▸ **INSTRUCTIONS FOR THE TASK**
From the records below, pull out every line containing the string "shirt", copying each one unchanged.

▸ **Items listed in a dataset**
START
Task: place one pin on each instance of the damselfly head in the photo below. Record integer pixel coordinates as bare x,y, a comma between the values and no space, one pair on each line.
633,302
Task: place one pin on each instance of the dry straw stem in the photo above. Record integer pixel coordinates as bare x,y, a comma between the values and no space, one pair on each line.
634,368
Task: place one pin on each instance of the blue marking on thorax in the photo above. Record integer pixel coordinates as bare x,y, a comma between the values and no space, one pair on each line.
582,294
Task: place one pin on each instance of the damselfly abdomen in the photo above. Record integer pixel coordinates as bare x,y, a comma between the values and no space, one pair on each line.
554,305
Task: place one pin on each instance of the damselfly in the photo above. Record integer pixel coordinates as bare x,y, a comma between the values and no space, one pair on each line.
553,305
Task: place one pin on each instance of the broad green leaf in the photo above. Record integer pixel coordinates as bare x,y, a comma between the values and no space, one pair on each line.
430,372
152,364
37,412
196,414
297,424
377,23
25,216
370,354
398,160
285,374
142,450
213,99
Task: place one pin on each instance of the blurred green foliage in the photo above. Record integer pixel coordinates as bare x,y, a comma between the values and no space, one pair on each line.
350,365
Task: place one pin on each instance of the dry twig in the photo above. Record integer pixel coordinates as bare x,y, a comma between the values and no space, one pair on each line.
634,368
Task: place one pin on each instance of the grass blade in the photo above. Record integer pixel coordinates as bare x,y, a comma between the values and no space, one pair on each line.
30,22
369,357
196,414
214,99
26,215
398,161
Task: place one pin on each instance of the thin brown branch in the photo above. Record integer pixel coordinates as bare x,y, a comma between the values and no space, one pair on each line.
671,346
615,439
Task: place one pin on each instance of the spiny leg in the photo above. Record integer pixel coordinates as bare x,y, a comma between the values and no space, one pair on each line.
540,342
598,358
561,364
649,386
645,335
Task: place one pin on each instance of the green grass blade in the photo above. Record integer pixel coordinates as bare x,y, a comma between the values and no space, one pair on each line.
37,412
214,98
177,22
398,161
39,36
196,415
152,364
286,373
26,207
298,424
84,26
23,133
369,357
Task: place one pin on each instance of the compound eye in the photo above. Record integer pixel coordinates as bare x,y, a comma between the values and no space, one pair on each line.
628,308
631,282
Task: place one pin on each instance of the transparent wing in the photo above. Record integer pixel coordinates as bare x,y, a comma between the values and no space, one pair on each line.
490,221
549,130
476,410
END
START
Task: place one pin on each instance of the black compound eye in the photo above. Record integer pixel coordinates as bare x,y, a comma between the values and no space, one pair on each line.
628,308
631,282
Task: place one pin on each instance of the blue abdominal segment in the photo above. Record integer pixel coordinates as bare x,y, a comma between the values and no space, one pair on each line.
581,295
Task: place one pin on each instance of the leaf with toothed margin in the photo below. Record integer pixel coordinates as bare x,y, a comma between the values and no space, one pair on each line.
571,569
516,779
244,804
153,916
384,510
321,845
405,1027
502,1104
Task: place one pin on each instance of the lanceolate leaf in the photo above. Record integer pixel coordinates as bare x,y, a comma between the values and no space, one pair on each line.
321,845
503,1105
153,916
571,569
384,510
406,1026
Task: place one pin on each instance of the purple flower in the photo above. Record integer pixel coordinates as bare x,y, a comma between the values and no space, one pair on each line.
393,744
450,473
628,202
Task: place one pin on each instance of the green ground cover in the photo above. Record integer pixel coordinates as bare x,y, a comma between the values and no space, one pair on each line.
END
START
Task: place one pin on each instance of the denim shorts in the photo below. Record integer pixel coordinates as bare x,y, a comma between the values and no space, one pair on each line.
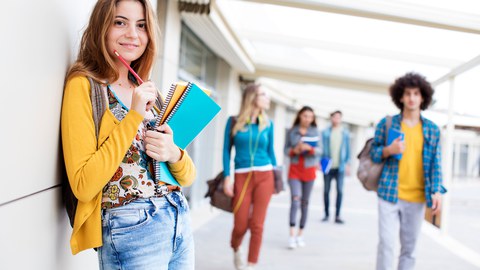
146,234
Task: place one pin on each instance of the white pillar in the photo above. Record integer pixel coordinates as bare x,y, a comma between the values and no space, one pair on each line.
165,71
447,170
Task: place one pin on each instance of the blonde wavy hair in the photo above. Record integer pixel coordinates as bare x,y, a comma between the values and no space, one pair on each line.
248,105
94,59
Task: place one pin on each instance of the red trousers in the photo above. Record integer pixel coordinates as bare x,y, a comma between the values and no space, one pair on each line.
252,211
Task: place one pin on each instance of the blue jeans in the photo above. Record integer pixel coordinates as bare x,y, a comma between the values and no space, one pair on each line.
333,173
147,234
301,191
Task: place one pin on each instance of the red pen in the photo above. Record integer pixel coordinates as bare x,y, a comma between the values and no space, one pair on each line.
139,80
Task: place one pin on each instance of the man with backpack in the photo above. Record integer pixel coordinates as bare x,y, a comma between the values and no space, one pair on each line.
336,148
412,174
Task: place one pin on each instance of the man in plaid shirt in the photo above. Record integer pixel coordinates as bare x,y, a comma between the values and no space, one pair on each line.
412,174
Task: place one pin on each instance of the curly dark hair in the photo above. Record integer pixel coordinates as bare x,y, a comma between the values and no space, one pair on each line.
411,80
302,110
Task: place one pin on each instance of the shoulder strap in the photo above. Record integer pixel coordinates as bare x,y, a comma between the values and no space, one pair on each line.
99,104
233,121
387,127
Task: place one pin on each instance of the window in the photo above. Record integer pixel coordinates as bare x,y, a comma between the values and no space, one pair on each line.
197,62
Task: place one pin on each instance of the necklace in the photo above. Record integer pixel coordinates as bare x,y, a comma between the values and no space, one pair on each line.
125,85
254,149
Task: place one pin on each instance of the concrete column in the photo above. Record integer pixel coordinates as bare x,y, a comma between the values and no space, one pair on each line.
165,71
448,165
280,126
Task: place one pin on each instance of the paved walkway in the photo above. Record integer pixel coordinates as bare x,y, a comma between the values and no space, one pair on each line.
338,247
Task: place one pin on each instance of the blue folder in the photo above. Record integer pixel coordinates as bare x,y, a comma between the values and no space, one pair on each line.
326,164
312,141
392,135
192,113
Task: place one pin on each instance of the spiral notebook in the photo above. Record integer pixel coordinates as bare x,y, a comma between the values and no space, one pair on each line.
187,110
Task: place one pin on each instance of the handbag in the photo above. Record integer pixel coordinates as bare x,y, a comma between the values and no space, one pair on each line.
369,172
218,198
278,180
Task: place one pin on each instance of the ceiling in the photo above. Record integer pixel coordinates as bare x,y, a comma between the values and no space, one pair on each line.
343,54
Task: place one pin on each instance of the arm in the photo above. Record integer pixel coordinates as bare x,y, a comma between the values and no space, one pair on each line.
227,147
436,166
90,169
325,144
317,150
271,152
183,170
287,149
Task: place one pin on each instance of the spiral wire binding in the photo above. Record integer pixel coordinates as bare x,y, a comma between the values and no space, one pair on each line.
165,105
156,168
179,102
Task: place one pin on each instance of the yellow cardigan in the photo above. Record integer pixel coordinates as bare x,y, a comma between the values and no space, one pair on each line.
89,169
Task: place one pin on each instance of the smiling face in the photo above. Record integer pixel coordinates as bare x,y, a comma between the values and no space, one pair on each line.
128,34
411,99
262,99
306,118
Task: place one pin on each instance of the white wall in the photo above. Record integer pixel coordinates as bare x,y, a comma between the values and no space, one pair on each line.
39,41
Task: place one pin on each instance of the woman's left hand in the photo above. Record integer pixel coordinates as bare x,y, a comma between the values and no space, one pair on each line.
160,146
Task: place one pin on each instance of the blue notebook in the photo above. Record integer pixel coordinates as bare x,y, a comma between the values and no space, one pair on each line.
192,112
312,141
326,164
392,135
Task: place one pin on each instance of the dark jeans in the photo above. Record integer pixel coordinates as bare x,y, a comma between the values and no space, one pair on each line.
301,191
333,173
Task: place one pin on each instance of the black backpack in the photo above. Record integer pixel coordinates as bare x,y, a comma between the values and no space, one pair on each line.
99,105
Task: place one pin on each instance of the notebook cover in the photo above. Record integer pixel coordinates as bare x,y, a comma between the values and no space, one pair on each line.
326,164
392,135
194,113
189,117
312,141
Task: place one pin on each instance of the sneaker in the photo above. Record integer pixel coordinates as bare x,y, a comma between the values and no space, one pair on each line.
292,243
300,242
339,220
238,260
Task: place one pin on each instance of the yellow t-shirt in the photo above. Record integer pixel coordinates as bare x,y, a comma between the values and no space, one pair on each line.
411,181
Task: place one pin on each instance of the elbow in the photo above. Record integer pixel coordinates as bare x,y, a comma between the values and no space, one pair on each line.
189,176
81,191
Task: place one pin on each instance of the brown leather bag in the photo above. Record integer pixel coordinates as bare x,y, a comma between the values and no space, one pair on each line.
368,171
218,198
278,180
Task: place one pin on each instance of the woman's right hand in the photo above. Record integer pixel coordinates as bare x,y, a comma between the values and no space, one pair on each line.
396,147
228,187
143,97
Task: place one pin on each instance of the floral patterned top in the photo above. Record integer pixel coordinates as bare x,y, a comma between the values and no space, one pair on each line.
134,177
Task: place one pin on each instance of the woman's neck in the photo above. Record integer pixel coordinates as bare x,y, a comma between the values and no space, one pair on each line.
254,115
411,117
END
▸ **OUTPUT FOR THIS EXERCISE**
Task: place one pin on each instance of the man in plaid shirt in the photo above. Record integer pixel coordinates as bare x,y, a comma between the values and no space, one pair on each line.
Task: place one pin on each instance of the yellow t-shirt in the photo above. Record integer pixel coordinates as bare x,y, a comma between the values and no space, one pair on each line.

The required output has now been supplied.